- **Extracted data entries**:
---*---

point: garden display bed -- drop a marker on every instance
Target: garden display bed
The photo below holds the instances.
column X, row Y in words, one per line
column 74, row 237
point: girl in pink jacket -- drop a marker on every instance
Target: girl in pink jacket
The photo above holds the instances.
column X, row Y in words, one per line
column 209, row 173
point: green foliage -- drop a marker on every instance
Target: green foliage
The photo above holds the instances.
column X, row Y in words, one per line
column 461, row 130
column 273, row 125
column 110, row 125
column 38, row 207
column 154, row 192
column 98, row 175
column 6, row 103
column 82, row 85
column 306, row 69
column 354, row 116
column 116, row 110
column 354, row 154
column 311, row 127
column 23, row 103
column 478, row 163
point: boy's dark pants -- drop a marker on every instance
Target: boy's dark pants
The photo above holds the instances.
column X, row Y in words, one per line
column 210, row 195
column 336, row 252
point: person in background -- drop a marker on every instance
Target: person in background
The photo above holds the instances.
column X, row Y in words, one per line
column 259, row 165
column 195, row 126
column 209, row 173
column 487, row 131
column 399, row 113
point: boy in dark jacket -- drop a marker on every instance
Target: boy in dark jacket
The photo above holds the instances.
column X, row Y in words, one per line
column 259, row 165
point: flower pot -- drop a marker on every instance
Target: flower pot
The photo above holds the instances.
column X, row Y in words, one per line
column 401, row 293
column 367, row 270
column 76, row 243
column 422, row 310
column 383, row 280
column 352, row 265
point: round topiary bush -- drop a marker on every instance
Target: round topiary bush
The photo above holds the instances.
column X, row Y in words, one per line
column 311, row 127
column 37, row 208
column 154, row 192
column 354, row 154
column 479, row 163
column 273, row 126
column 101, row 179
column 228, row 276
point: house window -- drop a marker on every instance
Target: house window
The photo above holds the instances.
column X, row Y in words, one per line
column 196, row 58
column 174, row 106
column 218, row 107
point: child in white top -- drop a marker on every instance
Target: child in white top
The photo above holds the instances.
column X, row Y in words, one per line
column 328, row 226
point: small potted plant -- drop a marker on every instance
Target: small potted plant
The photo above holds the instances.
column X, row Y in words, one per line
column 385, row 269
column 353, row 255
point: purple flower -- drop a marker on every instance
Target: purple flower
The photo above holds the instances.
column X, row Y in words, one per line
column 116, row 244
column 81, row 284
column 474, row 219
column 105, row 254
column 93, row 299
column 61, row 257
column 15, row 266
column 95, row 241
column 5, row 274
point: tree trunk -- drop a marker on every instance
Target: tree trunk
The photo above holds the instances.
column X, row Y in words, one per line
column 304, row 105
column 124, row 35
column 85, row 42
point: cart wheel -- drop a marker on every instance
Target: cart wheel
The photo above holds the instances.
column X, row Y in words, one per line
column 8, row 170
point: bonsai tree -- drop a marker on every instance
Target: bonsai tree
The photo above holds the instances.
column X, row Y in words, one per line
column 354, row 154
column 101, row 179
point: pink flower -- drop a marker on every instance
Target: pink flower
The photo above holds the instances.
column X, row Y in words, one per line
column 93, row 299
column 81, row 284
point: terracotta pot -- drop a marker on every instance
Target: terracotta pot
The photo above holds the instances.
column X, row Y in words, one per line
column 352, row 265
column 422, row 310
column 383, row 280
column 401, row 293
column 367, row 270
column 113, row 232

---*---

- **EXERCISE GOAL**:
What lines of the preceding data include the string "green"? Pull them out.

- **RESULT**:
point: green foliage -- drop a marker on every instance
Target: green foliage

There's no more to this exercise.